▸ Exercise requirements
Reproduce the lines from the one containing "Practice. Locate the sea" through the one containing "[(403, 143)]", both of those lines included.

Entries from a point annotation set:

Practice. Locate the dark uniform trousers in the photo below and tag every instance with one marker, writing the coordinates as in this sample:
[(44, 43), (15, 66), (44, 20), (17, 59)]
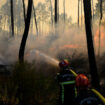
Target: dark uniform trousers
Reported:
[(87, 97), (67, 88)]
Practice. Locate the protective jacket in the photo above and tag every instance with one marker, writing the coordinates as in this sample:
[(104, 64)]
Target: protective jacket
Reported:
[(87, 97), (67, 93)]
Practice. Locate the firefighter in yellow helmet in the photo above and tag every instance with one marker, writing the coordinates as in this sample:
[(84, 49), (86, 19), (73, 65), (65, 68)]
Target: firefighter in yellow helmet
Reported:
[(85, 95), (66, 80)]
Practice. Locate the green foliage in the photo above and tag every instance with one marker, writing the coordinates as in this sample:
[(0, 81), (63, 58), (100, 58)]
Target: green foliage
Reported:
[(26, 86)]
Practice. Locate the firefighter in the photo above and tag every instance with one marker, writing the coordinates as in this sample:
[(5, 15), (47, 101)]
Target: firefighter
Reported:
[(66, 80), (85, 95)]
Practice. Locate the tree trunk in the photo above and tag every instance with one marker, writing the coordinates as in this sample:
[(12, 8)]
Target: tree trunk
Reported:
[(56, 16), (92, 61), (101, 15), (51, 12), (12, 17), (24, 10), (93, 9), (35, 19), (78, 12), (81, 12), (64, 9), (26, 30)]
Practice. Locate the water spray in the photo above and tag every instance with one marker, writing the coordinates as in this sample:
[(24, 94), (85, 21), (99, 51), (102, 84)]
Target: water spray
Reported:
[(42, 56)]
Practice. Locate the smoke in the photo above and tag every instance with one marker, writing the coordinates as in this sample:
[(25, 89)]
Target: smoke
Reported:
[(43, 47)]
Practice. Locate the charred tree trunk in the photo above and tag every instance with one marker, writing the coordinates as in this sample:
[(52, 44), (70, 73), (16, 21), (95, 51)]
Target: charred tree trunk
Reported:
[(101, 15), (35, 19), (51, 12), (92, 9), (56, 13), (81, 12), (12, 17), (24, 10), (25, 34), (92, 61), (78, 11), (64, 9)]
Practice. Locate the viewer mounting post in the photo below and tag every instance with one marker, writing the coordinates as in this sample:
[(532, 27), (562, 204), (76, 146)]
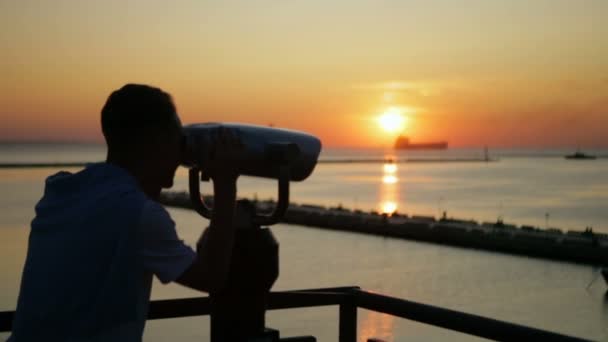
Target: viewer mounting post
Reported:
[(238, 310)]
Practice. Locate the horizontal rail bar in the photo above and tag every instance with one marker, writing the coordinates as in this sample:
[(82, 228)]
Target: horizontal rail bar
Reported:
[(455, 320), (440, 317), (6, 320)]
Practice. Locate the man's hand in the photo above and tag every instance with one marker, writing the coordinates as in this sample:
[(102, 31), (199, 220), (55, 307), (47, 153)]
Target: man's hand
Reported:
[(210, 270)]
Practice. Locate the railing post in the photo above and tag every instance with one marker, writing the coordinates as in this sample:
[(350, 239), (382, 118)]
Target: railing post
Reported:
[(348, 320)]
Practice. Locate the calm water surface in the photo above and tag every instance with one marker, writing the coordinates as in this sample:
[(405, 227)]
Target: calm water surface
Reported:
[(522, 188)]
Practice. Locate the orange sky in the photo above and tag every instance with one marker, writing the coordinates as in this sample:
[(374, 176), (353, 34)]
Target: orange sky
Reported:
[(507, 73)]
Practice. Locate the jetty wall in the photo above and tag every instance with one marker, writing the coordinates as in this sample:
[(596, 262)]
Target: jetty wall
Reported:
[(581, 247)]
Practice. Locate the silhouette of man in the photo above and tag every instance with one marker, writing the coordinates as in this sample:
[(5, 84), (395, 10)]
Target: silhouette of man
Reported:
[(99, 235)]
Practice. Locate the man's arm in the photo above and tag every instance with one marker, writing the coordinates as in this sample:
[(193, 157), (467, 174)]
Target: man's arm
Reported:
[(209, 271)]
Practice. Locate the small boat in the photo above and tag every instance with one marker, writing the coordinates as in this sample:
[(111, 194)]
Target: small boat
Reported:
[(580, 156), (403, 143)]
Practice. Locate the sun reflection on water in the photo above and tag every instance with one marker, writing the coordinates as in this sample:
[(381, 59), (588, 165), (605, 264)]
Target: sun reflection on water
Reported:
[(389, 189)]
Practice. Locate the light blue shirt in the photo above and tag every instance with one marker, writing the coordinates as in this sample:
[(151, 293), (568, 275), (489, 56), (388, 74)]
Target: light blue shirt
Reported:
[(94, 246)]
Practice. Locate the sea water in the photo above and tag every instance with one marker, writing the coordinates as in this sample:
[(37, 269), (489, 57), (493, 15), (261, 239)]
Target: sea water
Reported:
[(538, 188)]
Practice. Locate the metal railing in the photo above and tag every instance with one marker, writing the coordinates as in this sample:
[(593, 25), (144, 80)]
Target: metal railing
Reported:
[(349, 299)]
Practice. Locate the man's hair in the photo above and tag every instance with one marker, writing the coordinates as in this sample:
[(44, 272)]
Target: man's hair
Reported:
[(133, 108)]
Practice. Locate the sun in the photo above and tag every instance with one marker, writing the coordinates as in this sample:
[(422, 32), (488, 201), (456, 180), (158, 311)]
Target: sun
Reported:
[(392, 120)]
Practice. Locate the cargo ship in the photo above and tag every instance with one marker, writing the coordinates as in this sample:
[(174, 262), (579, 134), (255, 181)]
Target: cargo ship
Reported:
[(403, 143)]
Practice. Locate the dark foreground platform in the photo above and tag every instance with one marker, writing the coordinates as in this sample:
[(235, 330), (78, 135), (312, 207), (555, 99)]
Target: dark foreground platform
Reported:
[(348, 300)]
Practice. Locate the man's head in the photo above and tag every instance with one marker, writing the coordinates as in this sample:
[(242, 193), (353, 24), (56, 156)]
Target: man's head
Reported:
[(143, 133)]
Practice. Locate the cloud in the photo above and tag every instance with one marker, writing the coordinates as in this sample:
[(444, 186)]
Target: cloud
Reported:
[(419, 88)]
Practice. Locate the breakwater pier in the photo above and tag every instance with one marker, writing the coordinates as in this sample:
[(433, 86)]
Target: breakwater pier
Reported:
[(575, 246)]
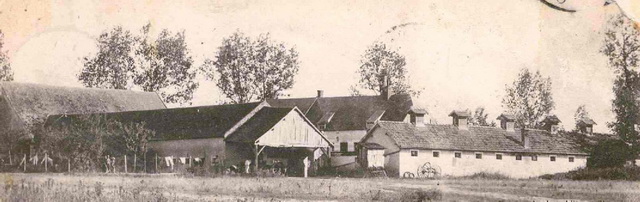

▸ Result for this task
Practice. Locate the sea water in the photo above and tag every instance with one marker, writing the coordinates as in this sample:
[(37, 269), (489, 57), (493, 15), (261, 239)]
Target: sea water
Reported:
[(538, 188)]
Practice. Locate the metal railing in the photo above and tag every instance with one marker, writing the coordinates as in this sample:
[(593, 25), (144, 80)]
Target: metal railing
Reported:
[(349, 299)]
Practice. Locate the man's hair in the photo above and tag every instance with one marker, writing the coordinates as in this sample:
[(44, 272)]
Target: man's hair
Reported:
[(133, 108)]
Practice. Locate the sun in the photo above and tag every instance with one marker, writing the coordinates as in this sample:
[(422, 32), (488, 201), (456, 180), (158, 311)]
Target: sun
Reported:
[(392, 120)]
Practice. Locate the cargo ship in the photo above and tag every instance with one marker, writing the coordinates as in this sample:
[(174, 262), (579, 134), (255, 181)]
Target: cargo ship
Reported:
[(403, 143)]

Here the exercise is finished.